> **EXCERPTED PASSAGE**:
━━━

1. You have a constant incoming stream of short-lived requests at a
constant rate, and Postgres is taking eight times as much CPU to service
it as normal. You're looking at CPU usage in aggregate over long periods
of time. In this case, we should look at long running transactions and
other slowdown possibilities.

2. You are running a complex query, and you look at top and see that
Postgres uses eight times as much CPU as when it has been freshly started.
In this case, the "performance degradation" could actually be that the
data is more in cache, and postgres is able to process it eight times
*faster*. Restarting Postgres kills the cache and puts you back at square
one.

Which of these is it?

Matthew

--
 Reality is that which, when you stop believing in it, doesn't go away.
                                              -- Philip K. Dick

Re: [GENERAL] Strange performance degradation

From
Lorenzo Allegrucci
Date:
Brian Modra wrote:
> I had a similar problem: I did a large delete, and then a selct which
> "covered" the previous rows.
> It took ages, because the index still had those deleted rows.
> Possibly the same happens with update.
>
> Try this:
> vacuum analyse
> reindex database ....
> (your database name instead of ...)
>
> or, rather do this table by table:
> vacuum analyse ....
> reindex table ...
>
>
> Autovacuum is a generally good thing.
>
>> So, my main question is.. how can just a plain simple restart of postgres
>> restore the original performance (3% cpu time)?

━━━

> **GIVEN INFORMATION**:

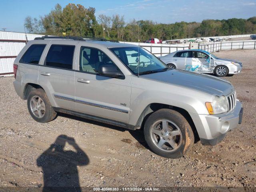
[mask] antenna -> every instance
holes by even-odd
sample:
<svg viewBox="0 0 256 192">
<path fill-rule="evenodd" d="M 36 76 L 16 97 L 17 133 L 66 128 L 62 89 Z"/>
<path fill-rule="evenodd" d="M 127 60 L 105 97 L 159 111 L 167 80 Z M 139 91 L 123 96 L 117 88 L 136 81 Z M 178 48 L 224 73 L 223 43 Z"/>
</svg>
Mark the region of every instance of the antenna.
<svg viewBox="0 0 256 192">
<path fill-rule="evenodd" d="M 24 31 L 25 32 L 25 37 L 26 37 L 26 44 L 28 42 L 28 37 L 27 36 L 27 33 L 26 32 L 26 28 L 24 26 Z"/>
<path fill-rule="evenodd" d="M 139 21 L 138 21 L 138 54 L 139 58 L 139 63 L 138 67 L 138 77 L 140 77 L 140 25 L 139 25 Z"/>
</svg>

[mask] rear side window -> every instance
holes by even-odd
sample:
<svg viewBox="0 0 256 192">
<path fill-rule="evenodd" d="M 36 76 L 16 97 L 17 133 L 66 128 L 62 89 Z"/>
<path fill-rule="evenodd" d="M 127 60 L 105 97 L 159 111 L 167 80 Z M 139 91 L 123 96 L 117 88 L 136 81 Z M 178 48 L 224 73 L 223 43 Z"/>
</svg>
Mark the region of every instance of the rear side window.
<svg viewBox="0 0 256 192">
<path fill-rule="evenodd" d="M 20 62 L 38 64 L 46 45 L 41 44 L 31 45 L 20 59 Z"/>
<path fill-rule="evenodd" d="M 72 69 L 75 46 L 52 45 L 48 52 L 46 65 Z"/>
</svg>

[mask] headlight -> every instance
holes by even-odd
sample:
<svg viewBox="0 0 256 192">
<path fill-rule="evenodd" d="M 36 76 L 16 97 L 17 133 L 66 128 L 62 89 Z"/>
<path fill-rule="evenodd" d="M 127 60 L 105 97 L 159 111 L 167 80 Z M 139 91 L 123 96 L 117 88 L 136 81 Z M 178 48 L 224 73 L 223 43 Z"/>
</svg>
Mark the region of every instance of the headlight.
<svg viewBox="0 0 256 192">
<path fill-rule="evenodd" d="M 225 96 L 215 96 L 212 102 L 206 102 L 205 105 L 210 114 L 224 113 L 228 110 L 228 102 Z"/>
<path fill-rule="evenodd" d="M 230 62 L 230 63 L 233 65 L 236 65 L 236 66 L 240 66 L 240 65 L 239 65 L 239 64 L 238 63 L 236 63 L 236 62 Z"/>
</svg>

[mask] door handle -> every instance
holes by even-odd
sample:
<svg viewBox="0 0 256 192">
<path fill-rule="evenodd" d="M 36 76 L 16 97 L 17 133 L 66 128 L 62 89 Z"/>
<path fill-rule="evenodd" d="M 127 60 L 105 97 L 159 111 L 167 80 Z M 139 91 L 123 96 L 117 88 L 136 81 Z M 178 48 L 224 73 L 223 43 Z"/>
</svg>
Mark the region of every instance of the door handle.
<svg viewBox="0 0 256 192">
<path fill-rule="evenodd" d="M 42 72 L 41 72 L 40 73 L 40 74 L 42 75 L 44 75 L 44 76 L 50 76 L 50 75 L 51 74 L 50 73 L 48 73 L 47 72 L 44 72 L 43 71 L 42 71 Z"/>
<path fill-rule="evenodd" d="M 90 83 L 90 80 L 88 80 L 87 79 L 80 79 L 80 78 L 78 79 L 77 82 L 80 82 L 80 83 L 87 83 L 87 84 Z"/>
</svg>

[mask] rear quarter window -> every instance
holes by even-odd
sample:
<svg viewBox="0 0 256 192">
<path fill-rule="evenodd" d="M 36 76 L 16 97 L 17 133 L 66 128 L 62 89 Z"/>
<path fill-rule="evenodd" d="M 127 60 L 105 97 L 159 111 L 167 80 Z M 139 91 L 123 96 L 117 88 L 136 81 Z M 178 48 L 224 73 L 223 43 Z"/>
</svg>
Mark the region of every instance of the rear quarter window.
<svg viewBox="0 0 256 192">
<path fill-rule="evenodd" d="M 47 56 L 46 66 L 72 69 L 74 45 L 52 45 Z"/>
<path fill-rule="evenodd" d="M 38 64 L 46 46 L 45 44 L 31 45 L 21 58 L 20 62 Z"/>
</svg>

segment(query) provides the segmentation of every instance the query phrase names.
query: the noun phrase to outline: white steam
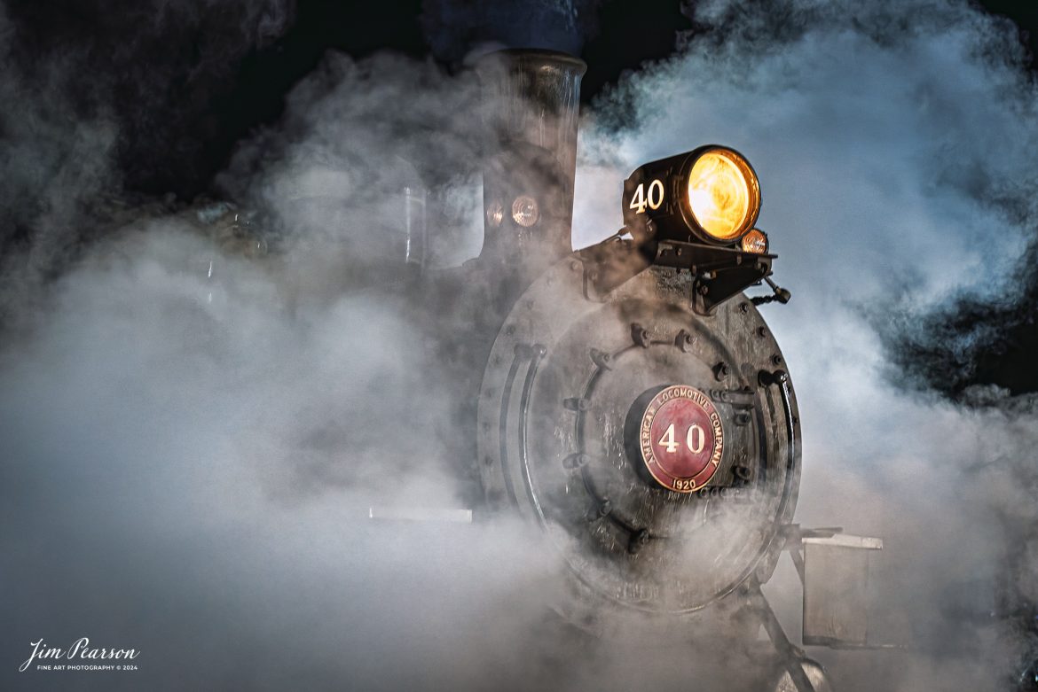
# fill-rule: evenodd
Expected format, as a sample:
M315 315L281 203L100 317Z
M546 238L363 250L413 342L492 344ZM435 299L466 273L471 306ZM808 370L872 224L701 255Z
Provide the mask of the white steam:
M721 23L731 8L708 9L701 19ZM917 646L835 657L837 689L1000 689L1023 642L959 606L993 598L1005 536L1026 555L1013 588L1035 597L1025 527L1038 520L1026 490L1038 421L1026 402L969 411L903 393L874 319L966 288L1013 290L999 277L1033 235L1019 220L1035 94L995 59L1008 27L967 7L788 9L777 41L750 13L598 105L575 240L619 227L621 181L645 161L717 142L754 163L776 279L793 292L764 311L801 409L798 520L886 540L874 633ZM334 200L283 257L225 256L183 220L141 221L48 290L33 281L38 300L4 304L31 313L0 348L5 689L687 687L694 670L667 665L681 646L634 665L630 641L591 644L547 624L558 582L532 527L366 520L386 497L433 509L467 497L452 458L466 428L443 405L450 364L429 337L470 316L444 306L431 331L413 306L358 290L370 267L344 250L381 228L384 190L415 176L461 200L459 219L470 211L467 79L332 59L300 85L283 125L221 178L286 217L300 200ZM56 151L106 171L105 122ZM9 160L25 172L18 190L94 193L90 175L34 173L37 150ZM46 214L26 219L49 228ZM2 282L24 288L17 267ZM791 635L793 579L784 568L770 592ZM17 672L30 641L80 636L139 648L141 670Z
M917 648L841 655L837 689L1002 689L1026 642L985 615L1005 553L1034 553L1038 415L906 393L874 325L1020 290L1003 277L1034 240L1038 94L1011 27L956 3L778 3L782 26L707 4L698 19L738 22L621 84L606 103L629 120L607 107L583 131L578 244L618 225L601 191L640 163L705 143L748 156L793 293L763 310L800 402L798 520L886 540L873 635ZM1025 564L1010 589L1034 594Z

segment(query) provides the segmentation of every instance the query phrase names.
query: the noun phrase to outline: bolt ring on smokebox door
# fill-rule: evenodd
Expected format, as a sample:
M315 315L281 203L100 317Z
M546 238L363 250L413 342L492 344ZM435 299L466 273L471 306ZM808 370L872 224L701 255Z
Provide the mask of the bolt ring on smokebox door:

━━━

> **WORK ORDER A**:
Answer these questions about the Postgres performance thread:
(i) In the first scenario, how many times its normal CPU does Postgres take to service the stream of requests?
(ii) In the second scenario, what does restarting Postgres do to the cache?
(iii) What did Brian Modra do before running the select that took ages?
> **WORK ORDER B**:
Write a continuation of the Postgres performance thread, starting after its last line.

> **TASK ANSWER A**:
(i) Eight times.
(ii) It kills the cache and puts you back at square one.
(iii) A large delete.

> **TASK ANSWER B**:
>
> there were probably some long transactions running. Stopping postgres
> effectively kills them off.

I'll try that, thanks for your help Brian.

Re: [GENERAL] Strange performance degradation

From
Lorenzo Allegrucci
Date:
Tom Lane wrote:
> Lorenzo Allegrucci <lorenzo.allegrucci@forinicom.it> writes:
>> So, my main question is.. how can just a plain simple restart of postgres
>> restore the original performance (3% cpu time)?
>
> Are you killing off any long-running transactions when you restart?

After three days of patient waiting it looks like the common
'<IDLE> in transaction' problem..

[sorry for >80 cols]

19329 ?        S     15:54 /usr/lib/postgresql/8.3/bin/postgres -D /var/lib/postgresql/8.3/main -c
config_file=/etc/postgresql/8.3/main/postgresql.conf
19331 ?        Ss     3:40  \_ postgres: writer process
19332 ?        Ss     0:42  \_ postgres: wal writer process
19333 ?        Ss    15:01  \_ postgres: stats collector process
19586 ?        Ss   114:00  \_ postgres: forinicom weadmin [local] idle
20058 ?        Ss     0:00  \_ postgres: forinicom weadmin [local] idle
13136 ?        Ss     0:00  \_ postgres: forinicom weadmin 192.168.4.253(43721) idle in transaction

My app is a Django webapp, maybe there's some bug in the Django+psycopg2 stack?

Anyway, how can I get rid those "idle in transaction" processes?
Can I just kill -15 them or is there a less drastic way to do it?

Re: [GENERAL] Strange performance degradation

From
Tom Lane
Date:
Bill Moran <wmoran@potentialtech.com> writes:
> In response to Lorenzo Allegrucci <lorenzo.allegrucci@forinicom.it>:
>> Tom Lane wrote:
>>> Are you killing off any long-running transactions when you restart?

>> Anyway, how can I get rid those "idle in transaction" processes?
>> Can I just kill -15 them or is there a less drastic way to do it?

> Connections idle in transaction do not cause performance problems simply
> by being there, at least not when there are so few.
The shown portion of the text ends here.